**Parts of the exercise:**
A - In the fellowship article below, why does Gallo study low-oxygen upwelling areas? Answer in one to three sentences.
B - Answer these questions from the fellowship article below:
(i) In what year did Gallo co-found Ocean Scientists for Informed Policy?
(ii) How much does each Switzer fellow receive for academic expenses?
(iii) Who is Gallo's adviser?

**Exercise text:**
━━━━━━
Natalya Gallo awarded for her passion and commitment to improving environmental conditions

UC San Diego Scripps Oceanography PhD student Natalya Gallo

Scripps Oceanography PhD student Natalya Gallo

Natalya Gallo, a PhD student at Scripps Institution of Oceanography at the University of California San Diego, has been selected as a 2017 recipient of the Switzer Environmental Fellowship, a program of the Robert and Patricia Switzer Foundation, which provides support to emerging leaders committed to solving real world environmental problems.

Gallo’s research focuses on low-oxygen marine environments, called upwelling areas, that can serve as proxies to predict future climate change impacts to oceans. She studies how low-oxygen conditions influence the ecological composition and diversity of fish communities to predict future ecosystem effects of ocean deoxygenation. She has conducted research in the California Current Ecosystem, the Gulf of California, and off the coast of Chile.

Gallo is passionate about improving the interface between ocean scientists and policy-makers and in 2013 co-founded the group Ocean Scientists for Informed Policy. She has actively been involved in topics relating to ocean and climate issues and has participated in four international United Nations climate negotiations and the UN Oceans conference.

“The fellowship provides the financial support to allow me to continue my scientific and policy outreach efforts on ocean and climate change issues, and provides critical leadership training,” said Gallo. “One of the greatest positive impacts of being a Switzer Fellowship recipient is getting to join the Switzer network of multidisciplinary environmental leaders from a multitude of fields and I look forward to networking and working with other fellows towards solutions to some of today's leading environmental challenges, such as climate change.”

“I am very proud of Natalya’s accomplishments and thrilled that Switzer has recognized the importance of both ocean deoxygenation and the need to link science to policy to address climate change issues,” said Scripps biological oceanographer Lisa Levin, Gallo’s adviser. “Natalya’s Switzer activities will be a great reflection of the interdisciplinary training she has received from the NSF IGERT program and from the Center for Marine Biodiversity and Conservation.”

Twenty environmental scholars were awarded Switzer fellowships this year, with each fellow receiving $15,000 for academic expenses. The Switzer Environmental Fellowship is the hallmark of Switzer Foundation programs and this year’s fellows represent a diversity of backgrounds and expertise. Other 2017 fellows besides Gallo are studying topics ranging from the effect of invasive species in terrestrial ecosystems and creating open spaces in urban environments to corporate environmental liability. Of the 20 recipients, Gallo and School of Medicine student Devish Vashishtha are from UC San Diego and among seven from the University of California system.

“We are proud to be selecting our 31st cohort of Switzer Fellows this year. The 2017 fellows represent the diversity of environmental issues, leadership approaches and backgrounds that are essential to face today’s environmental problems,” said Lissa Widoff, Switzer Foundation executive director. “Increasingly, we see that environmental problems are also social problems. Switzer Fellows share a passion and commitment to improving environmental conditions and reflect diverse communities concerned about environmental impacts. We must learn to work together for positive change, and our fellows are doing just that.”
━━━━━━
Stored data
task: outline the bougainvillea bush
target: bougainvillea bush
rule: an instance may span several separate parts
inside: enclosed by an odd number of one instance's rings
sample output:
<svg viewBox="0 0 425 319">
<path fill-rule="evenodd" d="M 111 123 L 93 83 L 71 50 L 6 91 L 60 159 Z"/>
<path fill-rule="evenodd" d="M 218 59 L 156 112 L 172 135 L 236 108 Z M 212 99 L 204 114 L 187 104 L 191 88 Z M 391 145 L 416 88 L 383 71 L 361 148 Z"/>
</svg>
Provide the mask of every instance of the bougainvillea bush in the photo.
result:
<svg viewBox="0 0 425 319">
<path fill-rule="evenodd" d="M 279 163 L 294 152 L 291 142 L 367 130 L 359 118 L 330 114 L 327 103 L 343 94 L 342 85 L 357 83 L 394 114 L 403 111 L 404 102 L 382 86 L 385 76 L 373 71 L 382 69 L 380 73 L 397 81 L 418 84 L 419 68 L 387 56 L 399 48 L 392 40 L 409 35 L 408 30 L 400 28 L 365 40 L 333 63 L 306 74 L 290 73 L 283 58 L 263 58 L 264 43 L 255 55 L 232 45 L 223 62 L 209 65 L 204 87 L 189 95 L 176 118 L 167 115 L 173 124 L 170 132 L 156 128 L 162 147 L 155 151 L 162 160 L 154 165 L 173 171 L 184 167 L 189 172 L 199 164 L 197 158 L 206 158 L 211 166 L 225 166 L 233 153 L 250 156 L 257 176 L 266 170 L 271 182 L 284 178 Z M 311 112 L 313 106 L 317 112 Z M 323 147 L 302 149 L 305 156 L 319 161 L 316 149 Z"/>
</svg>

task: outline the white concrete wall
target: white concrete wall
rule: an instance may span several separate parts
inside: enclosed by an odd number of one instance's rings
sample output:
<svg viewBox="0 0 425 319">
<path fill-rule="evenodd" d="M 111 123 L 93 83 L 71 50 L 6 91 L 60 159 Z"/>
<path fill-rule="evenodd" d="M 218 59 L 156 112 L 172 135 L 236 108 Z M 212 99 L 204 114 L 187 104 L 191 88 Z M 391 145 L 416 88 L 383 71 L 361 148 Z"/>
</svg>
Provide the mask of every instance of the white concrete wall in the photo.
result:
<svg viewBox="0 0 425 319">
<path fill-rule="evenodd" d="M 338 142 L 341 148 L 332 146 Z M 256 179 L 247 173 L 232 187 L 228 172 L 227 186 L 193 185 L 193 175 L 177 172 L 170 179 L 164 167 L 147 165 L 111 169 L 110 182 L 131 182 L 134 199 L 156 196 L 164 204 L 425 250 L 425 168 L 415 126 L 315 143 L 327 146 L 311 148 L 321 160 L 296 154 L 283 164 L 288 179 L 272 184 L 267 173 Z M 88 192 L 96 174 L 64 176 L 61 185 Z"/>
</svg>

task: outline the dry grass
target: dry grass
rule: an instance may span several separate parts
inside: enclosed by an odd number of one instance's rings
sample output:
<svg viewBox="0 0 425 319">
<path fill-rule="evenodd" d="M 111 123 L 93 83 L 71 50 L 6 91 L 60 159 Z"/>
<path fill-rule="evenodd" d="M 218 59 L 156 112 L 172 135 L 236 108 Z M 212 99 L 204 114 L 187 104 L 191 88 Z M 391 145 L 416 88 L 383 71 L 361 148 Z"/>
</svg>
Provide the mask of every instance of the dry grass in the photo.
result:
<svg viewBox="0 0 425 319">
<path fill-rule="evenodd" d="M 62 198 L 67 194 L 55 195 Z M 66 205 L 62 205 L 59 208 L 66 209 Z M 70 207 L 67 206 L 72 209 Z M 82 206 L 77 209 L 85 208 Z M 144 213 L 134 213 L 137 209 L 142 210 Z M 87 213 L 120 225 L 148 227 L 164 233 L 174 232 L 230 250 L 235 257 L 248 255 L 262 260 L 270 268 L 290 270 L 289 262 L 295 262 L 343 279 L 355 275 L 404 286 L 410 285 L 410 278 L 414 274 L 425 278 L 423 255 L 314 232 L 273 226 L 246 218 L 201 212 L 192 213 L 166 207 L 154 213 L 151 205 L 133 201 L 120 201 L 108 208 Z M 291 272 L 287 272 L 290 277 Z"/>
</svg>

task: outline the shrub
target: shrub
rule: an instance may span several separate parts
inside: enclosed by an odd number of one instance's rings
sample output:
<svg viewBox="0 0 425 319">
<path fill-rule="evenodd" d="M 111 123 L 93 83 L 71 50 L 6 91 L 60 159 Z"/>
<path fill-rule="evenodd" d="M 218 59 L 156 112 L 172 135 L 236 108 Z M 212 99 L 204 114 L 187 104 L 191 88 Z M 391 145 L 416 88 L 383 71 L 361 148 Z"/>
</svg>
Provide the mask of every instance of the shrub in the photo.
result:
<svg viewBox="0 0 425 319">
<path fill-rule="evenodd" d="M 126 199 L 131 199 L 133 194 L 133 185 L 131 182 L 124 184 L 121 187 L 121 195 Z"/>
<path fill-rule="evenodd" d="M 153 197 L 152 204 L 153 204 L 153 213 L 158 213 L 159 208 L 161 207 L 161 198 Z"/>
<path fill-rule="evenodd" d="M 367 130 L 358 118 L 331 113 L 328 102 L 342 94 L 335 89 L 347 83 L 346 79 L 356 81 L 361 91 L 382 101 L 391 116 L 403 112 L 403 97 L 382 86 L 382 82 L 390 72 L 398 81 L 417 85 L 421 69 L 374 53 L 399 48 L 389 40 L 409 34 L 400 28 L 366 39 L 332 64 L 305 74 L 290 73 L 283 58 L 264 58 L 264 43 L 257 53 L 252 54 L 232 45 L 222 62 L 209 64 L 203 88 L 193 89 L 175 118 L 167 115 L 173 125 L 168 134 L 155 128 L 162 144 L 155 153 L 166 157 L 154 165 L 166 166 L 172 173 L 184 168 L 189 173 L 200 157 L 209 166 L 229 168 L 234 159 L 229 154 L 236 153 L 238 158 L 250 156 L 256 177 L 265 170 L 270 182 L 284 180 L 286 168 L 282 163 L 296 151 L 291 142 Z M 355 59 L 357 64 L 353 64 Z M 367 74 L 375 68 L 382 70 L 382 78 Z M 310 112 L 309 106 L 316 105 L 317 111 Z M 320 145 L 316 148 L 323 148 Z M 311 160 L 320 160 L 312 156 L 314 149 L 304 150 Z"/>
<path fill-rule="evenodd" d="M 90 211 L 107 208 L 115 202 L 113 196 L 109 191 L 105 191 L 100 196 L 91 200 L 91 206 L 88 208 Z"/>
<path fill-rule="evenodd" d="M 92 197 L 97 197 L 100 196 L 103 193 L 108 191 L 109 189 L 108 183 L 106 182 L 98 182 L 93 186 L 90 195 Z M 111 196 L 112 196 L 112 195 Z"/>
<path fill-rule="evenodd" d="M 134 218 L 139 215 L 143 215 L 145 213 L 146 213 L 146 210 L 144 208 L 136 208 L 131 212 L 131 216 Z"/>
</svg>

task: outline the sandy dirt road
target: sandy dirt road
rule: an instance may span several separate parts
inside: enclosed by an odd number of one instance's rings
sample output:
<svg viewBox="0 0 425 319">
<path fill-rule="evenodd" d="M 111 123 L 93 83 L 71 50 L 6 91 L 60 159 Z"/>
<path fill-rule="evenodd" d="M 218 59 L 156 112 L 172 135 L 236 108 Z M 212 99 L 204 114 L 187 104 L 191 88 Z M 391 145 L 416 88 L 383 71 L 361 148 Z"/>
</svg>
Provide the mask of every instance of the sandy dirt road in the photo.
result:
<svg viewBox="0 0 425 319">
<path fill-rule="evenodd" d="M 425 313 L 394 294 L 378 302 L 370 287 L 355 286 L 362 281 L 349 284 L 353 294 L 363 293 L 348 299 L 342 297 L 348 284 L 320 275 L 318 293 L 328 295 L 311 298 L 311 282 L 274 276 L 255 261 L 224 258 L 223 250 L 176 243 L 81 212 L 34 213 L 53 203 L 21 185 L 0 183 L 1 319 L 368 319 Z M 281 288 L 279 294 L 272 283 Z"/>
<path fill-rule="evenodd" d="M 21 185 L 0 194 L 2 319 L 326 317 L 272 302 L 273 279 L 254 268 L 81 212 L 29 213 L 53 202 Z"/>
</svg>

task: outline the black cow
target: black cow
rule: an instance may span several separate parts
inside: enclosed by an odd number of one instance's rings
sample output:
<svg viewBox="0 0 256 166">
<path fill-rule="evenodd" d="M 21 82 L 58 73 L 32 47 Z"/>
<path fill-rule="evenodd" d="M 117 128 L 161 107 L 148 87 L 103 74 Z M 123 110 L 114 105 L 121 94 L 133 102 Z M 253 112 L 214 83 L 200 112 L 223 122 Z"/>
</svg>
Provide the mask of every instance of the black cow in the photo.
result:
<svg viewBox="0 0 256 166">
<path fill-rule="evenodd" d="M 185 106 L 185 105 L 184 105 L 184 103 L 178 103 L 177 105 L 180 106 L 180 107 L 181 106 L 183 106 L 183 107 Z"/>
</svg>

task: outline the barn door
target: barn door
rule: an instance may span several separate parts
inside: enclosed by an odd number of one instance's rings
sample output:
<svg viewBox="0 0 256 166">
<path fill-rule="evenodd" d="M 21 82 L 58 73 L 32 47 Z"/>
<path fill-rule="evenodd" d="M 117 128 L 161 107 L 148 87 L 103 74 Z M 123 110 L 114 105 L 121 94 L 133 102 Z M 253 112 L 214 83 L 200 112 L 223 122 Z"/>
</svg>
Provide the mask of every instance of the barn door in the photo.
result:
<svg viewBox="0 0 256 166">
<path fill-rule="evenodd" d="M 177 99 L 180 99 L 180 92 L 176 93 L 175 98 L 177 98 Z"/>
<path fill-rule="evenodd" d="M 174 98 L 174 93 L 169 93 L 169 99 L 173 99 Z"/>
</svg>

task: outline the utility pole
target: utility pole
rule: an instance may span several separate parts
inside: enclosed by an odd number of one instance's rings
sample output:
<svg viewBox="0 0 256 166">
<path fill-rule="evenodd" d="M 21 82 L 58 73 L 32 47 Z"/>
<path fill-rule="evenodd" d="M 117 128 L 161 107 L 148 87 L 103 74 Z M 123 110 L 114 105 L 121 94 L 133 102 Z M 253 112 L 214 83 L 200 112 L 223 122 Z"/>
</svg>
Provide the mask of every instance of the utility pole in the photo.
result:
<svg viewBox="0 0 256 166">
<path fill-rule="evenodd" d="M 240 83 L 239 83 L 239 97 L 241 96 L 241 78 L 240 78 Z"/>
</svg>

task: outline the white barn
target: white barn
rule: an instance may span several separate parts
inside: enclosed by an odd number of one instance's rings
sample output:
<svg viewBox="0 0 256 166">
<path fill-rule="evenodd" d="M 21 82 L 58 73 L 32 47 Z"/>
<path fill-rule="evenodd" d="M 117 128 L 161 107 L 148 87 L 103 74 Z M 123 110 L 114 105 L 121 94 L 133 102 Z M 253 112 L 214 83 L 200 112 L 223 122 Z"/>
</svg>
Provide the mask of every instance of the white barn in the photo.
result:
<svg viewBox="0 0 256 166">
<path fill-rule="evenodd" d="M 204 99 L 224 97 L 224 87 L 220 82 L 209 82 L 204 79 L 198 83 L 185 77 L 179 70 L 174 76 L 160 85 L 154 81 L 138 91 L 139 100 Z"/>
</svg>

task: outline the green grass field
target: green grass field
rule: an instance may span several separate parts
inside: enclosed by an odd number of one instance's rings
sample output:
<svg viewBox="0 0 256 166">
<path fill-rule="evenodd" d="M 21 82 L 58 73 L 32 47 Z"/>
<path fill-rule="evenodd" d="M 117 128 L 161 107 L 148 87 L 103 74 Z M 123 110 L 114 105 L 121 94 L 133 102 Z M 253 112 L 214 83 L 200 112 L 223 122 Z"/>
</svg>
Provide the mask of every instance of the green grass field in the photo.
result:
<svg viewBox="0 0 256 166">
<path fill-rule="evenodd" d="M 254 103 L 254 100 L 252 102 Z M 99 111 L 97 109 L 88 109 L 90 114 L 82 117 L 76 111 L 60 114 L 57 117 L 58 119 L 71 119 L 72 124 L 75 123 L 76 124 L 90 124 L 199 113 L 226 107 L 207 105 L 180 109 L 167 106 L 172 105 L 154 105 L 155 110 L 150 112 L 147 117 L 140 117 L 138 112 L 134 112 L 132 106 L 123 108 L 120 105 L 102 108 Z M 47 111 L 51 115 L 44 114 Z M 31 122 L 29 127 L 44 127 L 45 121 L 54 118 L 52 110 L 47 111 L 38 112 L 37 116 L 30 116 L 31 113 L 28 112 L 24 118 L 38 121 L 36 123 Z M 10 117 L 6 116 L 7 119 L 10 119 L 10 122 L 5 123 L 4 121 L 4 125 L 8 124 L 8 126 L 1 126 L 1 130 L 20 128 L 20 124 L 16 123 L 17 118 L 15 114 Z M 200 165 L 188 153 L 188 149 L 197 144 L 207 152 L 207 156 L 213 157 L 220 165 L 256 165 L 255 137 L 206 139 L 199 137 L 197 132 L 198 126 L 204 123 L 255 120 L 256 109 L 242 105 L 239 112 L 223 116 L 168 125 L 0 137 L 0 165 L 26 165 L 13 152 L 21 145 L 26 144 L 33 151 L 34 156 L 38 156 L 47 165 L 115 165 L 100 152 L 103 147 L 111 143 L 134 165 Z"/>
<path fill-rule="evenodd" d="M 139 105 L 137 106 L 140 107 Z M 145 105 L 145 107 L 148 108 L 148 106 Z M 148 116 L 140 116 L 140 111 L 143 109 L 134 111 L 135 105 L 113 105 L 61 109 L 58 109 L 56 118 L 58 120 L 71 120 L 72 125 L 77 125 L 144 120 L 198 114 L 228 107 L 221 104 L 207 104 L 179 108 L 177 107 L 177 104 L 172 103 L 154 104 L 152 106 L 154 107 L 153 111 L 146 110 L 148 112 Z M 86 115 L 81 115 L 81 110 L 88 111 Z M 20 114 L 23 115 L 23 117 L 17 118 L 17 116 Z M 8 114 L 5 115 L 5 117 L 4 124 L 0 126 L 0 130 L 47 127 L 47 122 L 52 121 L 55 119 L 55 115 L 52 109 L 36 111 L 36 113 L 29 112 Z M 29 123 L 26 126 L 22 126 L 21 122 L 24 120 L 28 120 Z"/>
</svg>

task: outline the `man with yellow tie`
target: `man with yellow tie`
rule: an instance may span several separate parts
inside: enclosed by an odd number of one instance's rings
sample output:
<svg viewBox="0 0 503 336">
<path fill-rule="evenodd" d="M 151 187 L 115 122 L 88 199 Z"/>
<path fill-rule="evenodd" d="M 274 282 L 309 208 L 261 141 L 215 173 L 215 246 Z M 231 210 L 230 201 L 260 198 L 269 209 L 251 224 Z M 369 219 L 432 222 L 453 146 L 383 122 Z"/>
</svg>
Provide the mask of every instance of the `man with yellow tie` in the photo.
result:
━━━━━━
**Responses to the tasks:**
A - She studies them because these areas can serve as proxies for predicting how future climate change will affect the oceans. By looking at how low oxygen shapes the makeup and diversity of fish communities, she aims to predict the future ecosystem effects of ocean deoxygenation.

B -
(i) 2013
(ii) $15,000
(iii) Lisa Levin, a Scripps biological oceanographer